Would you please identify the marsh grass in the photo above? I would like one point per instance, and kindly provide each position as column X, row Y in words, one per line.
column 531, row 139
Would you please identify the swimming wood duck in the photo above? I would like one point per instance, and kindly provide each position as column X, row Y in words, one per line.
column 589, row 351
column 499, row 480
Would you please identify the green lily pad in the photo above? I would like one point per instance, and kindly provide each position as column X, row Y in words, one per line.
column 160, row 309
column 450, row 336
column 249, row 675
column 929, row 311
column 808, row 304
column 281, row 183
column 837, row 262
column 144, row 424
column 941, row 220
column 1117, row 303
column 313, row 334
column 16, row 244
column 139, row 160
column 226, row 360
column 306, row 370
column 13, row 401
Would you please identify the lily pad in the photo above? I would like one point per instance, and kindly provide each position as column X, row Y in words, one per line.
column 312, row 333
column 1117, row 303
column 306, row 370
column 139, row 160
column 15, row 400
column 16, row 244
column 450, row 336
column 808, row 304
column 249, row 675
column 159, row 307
-*-
▶ YOUR OBJECTIVE
Start to finish, output the whole listing exactly.

▶ RESPONSE
Would you please identify the marsh grass in the photo above? I would like one point per instance, and kindly provide each position as column X, row Y in words, one per line.
column 531, row 139
Would you please identify the swimming wood duck in the photo above? I would like one point per instance, and kindly provide each position as column X, row Y in words, one per line.
column 589, row 351
column 499, row 480
Would you please identify the green lily pad in the photo above? I would like one point per instance, and kindly provide each position as column X, row Y in words, one per line.
column 160, row 309
column 450, row 336
column 249, row 675
column 929, row 311
column 808, row 304
column 281, row 183
column 837, row 262
column 144, row 424
column 941, row 220
column 1117, row 303
column 313, row 334
column 16, row 244
column 139, row 160
column 226, row 360
column 306, row 370
column 13, row 401
Would you please identify the lily pad in the photo above? I would like one point per instance, and kindly provide each position as column X, row Y in words, one per line.
column 312, row 333
column 1117, row 303
column 306, row 370
column 139, row 160
column 15, row 400
column 16, row 244
column 450, row 336
column 808, row 304
column 249, row 675
column 159, row 307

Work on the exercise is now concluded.